Find the line containing "building, one per animal or object that matches.". Retype it and every line after it through the end of the entries, exactly as written, with nothing added.

*Materials provided*:
+++

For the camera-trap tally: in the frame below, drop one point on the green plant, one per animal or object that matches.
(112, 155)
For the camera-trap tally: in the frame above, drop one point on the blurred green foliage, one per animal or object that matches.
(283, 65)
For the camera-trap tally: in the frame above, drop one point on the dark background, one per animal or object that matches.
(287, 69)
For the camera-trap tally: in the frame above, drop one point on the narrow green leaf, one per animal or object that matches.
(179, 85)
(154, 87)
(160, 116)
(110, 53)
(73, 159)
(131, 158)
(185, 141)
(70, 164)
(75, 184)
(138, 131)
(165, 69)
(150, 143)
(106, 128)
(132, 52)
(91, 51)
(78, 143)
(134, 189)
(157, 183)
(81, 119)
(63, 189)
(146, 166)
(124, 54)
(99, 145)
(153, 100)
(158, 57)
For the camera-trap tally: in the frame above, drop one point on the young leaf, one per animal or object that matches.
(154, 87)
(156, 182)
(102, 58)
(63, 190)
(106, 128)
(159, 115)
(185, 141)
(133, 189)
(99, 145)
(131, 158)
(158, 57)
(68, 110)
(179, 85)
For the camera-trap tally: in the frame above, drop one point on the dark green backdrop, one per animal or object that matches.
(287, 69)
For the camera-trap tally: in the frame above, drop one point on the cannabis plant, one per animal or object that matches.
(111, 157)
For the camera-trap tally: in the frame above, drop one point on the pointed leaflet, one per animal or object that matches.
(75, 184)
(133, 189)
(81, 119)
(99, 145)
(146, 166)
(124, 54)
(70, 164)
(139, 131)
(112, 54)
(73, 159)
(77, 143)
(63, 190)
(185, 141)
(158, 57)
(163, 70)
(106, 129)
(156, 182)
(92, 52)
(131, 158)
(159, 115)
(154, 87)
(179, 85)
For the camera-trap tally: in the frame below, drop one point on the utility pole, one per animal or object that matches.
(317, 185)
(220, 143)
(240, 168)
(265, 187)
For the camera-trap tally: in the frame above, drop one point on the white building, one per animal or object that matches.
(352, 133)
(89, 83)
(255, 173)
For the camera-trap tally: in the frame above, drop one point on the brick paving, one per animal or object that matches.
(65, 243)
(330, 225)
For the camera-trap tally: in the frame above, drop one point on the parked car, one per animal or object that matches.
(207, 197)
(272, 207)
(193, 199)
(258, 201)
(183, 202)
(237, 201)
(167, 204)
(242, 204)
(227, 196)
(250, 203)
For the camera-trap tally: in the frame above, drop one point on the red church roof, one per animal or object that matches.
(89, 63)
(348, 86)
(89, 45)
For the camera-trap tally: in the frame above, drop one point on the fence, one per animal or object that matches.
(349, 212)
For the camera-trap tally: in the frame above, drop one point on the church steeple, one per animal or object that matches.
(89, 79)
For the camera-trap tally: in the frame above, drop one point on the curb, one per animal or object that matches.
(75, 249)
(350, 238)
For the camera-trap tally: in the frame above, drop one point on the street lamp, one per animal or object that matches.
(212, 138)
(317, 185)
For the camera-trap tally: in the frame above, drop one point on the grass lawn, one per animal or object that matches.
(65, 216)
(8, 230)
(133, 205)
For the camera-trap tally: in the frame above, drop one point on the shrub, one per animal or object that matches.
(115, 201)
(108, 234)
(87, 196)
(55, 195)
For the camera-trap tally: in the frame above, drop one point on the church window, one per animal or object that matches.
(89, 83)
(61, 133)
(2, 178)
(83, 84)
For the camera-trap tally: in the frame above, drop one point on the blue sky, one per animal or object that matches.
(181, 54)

+++

*Complete answer*:
For the camera-trap tally: in the frame above, drop one point on the white building, one per animal or object that matches.
(352, 133)
(89, 83)
(255, 173)
For the camera-trap tally: in the frame above, drop one point on the brick paving, one per animal or object that matches.
(65, 243)
(330, 225)
For the camera-trap tally: in the frame above, drop one point on the parked car, one per animal or object that matches.
(207, 197)
(272, 207)
(193, 199)
(258, 201)
(183, 202)
(237, 201)
(167, 204)
(242, 204)
(227, 196)
(250, 203)
For the camera-trap tally: in the frame above, drop one point on the red church roof, one per animal or object that matches.
(89, 63)
(348, 86)
(89, 45)
For the camera-trap tally: in the frame above, drop one point on the fence, one per animal or object that matches.
(349, 212)
For the camera-trap tally: in the frame above, drop one point on the church steeple, one per animal or object that matches.
(89, 79)
For the camera-trap tally: in the frame above, drop one point on the curb, one per animal or object that matches.
(75, 249)
(350, 238)
For the camera-trap tally: in the frame above, drop one point on the street lamp, one per animal or object that matches.
(212, 138)
(317, 185)
For the camera-trap tally: in the frame above, drop one point on the grass lawn, one per animal or object that matches.
(65, 216)
(8, 230)
(133, 205)
For the camera-trap tally: in the frame above, drop one point on the shrub, one per animal or object that matches.
(115, 201)
(108, 234)
(87, 196)
(55, 195)
For the camera-trap tally: in the frame above, drop one point on the church window, one per animal or object that matches.
(89, 83)
(61, 133)
(2, 178)
(83, 84)
For the camera-trap tally: in the frame above, drop one point on the blue sky, one per animal or object that matches.
(181, 54)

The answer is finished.